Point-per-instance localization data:

※ ※ ※

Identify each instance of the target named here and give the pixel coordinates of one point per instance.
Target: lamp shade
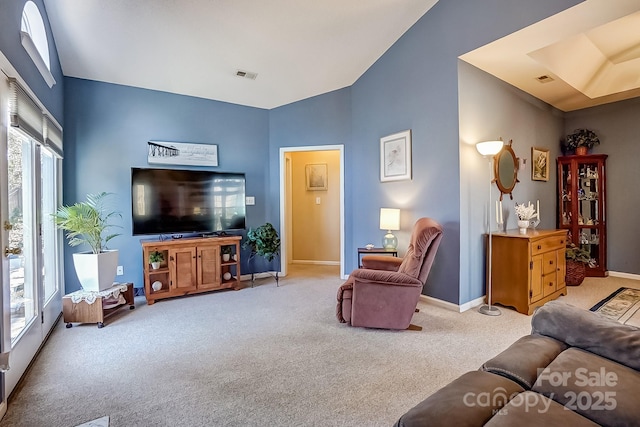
(389, 219)
(489, 148)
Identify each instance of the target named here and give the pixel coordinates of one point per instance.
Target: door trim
(283, 179)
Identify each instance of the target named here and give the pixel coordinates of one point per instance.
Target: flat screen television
(177, 201)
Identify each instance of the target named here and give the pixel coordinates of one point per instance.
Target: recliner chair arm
(391, 278)
(381, 262)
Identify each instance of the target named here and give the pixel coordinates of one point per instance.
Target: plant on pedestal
(156, 258)
(87, 223)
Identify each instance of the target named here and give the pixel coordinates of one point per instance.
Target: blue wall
(11, 47)
(106, 134)
(414, 85)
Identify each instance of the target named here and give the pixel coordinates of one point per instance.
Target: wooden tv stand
(190, 266)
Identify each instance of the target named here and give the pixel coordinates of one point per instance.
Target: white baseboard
(451, 306)
(312, 262)
(624, 275)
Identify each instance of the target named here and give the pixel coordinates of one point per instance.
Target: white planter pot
(96, 272)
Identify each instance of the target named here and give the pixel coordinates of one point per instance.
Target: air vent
(545, 79)
(246, 74)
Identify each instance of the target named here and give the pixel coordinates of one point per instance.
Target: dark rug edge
(607, 299)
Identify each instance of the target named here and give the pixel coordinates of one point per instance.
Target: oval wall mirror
(505, 169)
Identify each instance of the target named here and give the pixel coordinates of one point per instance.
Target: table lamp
(389, 220)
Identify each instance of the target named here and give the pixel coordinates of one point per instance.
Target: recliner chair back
(425, 239)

※ ※ ※

DIRECTIONS FOR THIS TASK => Without the pictures, restate each entry exactly.

SOLUTION TO THE PROBLEM =>
Identify each instance of the target named here and give the pixel coordinates of one point per instance.
Target: lamp shade
(389, 219)
(489, 148)
Identify each instance of the target named here and give the pixel coordinates of one point per instance.
Target: door trim
(283, 179)
Identify each instance of the target named here and give the pixel coordinates of one point per instance.
Target: flat screen television
(177, 201)
Identify each instance of the target named here and give the pixel coordinates of one point per instance.
Target: recliner chair arm
(391, 278)
(381, 262)
Identify each instance of the target named here and give the pixel coordinates of one point per instance.
Target: plant on pedestal
(156, 258)
(87, 223)
Identify each instance of the target named here and give the pixel coordinates of one point per instance.
Target: blue wall
(11, 47)
(106, 134)
(414, 85)
Identify each instance of the target named here and give the pixel coordinates of one point per instance.
Target: wooden tv stand
(190, 266)
Identify each instance of the target named here and give the pixel coordinates of one point per instance.
Target: white baseboard
(451, 306)
(312, 262)
(624, 275)
Identify each instance of the target named here and give the pixel coordinates of one point per instance.
Target: white planter pot
(96, 272)
Identify each instance of the target named here and give the pixel coordinates of one point per instance.
Target: air vent
(545, 79)
(246, 74)
Identify each instance of the target named here and give the pixel coordinates of one point per instance.
Target: dark rug edge
(607, 299)
Identify each instance of the target named here and give the pixel coordinates of one point per instance.
Target: oval wall mirror
(505, 169)
Identify each instance of the target named here and give the pixel coordinates of one point per instance.
Target: table lamp
(389, 220)
Identify each instance of the target named here and give the pixel coordinates of one point per instance.
Target: recliner chair back
(425, 239)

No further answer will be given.